### Written problem
Return exactly the span of lines that opens with the line containing "Keypoint placement for each instance of the beige" and closes with the last line of the data, inclusive.

### Point placement records
•••
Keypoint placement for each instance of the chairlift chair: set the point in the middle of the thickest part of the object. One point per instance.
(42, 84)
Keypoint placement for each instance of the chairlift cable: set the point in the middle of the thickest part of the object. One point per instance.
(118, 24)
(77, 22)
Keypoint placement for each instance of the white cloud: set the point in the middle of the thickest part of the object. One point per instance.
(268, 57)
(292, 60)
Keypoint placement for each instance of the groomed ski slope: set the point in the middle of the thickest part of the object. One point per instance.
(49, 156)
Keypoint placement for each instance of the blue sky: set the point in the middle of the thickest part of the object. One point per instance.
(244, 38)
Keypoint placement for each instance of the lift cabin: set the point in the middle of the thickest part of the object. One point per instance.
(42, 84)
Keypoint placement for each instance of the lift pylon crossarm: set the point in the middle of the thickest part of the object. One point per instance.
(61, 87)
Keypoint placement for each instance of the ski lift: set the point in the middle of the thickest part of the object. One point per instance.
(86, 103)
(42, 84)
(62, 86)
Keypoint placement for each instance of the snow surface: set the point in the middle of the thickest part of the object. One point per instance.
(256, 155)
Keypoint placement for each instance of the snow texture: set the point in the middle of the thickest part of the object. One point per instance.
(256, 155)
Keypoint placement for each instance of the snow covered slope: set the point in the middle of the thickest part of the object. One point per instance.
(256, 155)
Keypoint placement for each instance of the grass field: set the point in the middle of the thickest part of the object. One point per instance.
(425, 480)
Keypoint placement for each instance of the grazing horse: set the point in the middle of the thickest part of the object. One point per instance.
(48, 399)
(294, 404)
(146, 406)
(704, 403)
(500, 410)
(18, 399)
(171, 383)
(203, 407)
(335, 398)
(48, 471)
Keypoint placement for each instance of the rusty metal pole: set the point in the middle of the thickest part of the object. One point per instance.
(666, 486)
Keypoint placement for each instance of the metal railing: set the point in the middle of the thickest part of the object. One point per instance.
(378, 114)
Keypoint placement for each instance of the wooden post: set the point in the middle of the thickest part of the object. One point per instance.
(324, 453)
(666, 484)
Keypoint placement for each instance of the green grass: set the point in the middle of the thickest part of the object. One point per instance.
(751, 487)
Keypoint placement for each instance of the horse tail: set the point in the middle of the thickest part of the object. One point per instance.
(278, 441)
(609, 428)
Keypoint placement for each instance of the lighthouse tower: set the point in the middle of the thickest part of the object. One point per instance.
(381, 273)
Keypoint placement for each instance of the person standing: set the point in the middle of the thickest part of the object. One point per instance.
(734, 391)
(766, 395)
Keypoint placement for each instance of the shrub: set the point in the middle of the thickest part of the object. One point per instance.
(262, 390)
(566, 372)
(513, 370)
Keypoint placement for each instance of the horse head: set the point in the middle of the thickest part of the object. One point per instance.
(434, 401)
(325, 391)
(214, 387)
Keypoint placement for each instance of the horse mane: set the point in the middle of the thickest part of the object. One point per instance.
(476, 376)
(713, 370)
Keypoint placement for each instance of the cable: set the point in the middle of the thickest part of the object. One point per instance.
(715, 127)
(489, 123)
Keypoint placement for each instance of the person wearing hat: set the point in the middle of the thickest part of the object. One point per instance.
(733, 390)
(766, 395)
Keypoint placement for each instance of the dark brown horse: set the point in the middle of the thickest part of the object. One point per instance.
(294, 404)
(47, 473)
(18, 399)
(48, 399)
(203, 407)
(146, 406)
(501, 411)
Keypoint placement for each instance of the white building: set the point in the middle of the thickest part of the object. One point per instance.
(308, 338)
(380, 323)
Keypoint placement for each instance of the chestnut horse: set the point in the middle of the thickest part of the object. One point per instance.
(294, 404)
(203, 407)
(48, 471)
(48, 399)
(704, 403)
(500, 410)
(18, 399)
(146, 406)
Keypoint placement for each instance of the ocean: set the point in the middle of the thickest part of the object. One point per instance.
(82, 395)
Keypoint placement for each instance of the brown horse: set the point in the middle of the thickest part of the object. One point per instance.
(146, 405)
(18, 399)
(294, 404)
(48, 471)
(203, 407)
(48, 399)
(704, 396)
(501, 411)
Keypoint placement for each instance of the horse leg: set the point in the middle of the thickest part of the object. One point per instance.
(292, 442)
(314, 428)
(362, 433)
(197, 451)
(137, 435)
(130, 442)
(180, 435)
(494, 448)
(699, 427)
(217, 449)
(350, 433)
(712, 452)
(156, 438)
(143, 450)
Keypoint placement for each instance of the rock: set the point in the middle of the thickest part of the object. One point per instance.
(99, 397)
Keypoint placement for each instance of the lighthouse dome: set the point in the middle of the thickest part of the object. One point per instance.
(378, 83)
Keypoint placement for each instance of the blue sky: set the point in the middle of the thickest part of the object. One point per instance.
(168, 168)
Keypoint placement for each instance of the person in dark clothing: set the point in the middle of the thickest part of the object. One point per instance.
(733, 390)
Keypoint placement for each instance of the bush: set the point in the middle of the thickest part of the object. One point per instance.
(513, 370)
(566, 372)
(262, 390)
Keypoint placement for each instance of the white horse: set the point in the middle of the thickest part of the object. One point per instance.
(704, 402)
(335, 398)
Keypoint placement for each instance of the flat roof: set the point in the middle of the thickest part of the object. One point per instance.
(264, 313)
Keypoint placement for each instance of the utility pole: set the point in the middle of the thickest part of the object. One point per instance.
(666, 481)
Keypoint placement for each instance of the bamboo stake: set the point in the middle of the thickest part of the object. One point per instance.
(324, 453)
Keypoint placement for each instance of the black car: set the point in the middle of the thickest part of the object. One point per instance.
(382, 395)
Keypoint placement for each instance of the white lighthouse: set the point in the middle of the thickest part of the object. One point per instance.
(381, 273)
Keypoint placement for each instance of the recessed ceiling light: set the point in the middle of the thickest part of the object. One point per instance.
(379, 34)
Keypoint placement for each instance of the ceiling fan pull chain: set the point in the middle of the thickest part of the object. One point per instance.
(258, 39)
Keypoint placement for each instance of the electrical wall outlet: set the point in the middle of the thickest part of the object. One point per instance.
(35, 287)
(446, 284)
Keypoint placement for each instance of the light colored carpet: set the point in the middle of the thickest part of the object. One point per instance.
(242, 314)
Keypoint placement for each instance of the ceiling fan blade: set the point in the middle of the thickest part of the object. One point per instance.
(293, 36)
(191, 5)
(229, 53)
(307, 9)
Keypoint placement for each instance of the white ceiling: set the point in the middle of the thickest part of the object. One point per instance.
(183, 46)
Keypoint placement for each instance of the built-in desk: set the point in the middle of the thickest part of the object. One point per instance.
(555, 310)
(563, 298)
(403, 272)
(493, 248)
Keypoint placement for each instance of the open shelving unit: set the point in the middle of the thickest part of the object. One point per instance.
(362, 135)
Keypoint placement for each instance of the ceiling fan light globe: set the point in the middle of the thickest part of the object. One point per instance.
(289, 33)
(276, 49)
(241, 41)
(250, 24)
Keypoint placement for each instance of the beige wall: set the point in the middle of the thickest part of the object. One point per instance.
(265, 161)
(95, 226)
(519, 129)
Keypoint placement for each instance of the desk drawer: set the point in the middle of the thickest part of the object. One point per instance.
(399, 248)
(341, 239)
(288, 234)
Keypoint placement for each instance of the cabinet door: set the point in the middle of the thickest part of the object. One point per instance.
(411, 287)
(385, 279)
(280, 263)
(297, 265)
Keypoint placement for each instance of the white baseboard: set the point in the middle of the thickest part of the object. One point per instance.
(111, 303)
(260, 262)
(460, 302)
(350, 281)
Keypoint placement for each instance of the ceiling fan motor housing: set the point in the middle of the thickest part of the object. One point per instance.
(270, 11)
•••
### Answer for this exercise
Keypoint placement for each instance of the beige wall: set the point in the middle of the thickest part of the object. One point per instance.
(265, 161)
(95, 226)
(519, 129)
Keypoint placement for each instance of the desk drawer: set the point in the middle of the thickest part of the object. One point per instance.
(399, 248)
(341, 239)
(288, 234)
Keypoint placement for each instance of the cabinet door: set the point in the middle of the thickest part of the object. One point per instance.
(411, 287)
(385, 279)
(280, 263)
(297, 265)
Keypoint placement for each instance of the white baseboard: set the point in the middle of the thickest part of the object. One point per instance.
(111, 303)
(260, 262)
(460, 302)
(350, 281)
Keypoint placement for each instance of the ceiling fan motor housing: set the point in the middle of the thickest part of the object. One point per instance.
(270, 11)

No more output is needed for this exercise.